> [Required work] Copy the lines below word for word, leaving out the pictures.

> [Records for the exercise]
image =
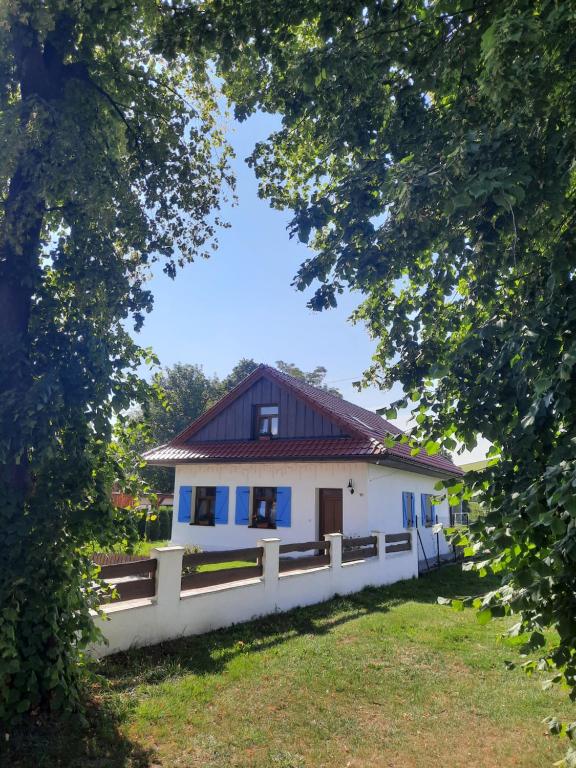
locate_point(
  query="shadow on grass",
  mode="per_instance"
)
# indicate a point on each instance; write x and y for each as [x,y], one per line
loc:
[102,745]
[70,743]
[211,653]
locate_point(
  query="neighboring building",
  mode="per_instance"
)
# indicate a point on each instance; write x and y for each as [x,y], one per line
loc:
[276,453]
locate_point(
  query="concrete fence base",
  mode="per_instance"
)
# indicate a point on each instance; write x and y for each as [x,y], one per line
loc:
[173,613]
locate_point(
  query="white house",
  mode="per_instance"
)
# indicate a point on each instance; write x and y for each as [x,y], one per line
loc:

> [The answer]
image =
locate_point(
  query="shadow on grass",
  mode="per_instance"
)
# indicate a point on each instance; write x and y for each as [x,y], one per line
loc:
[102,745]
[70,743]
[211,653]
locate_point(
  query="neighboring building",
  mode="per_instance"
)
# indicate a point on each instance; write x and y for each as [x,y], one per line
loc:
[276,453]
locate_point(
  query="concrete fence base",
  mode="per_instance"
)
# indicate a point on each instance; write x and y for each as [x,y], one per line
loc:
[173,613]
locate_point(
  query="white house",
  mode="per_instance"
)
# indicate a point on each instance; write x and y for each as [x,y], one per line
loc:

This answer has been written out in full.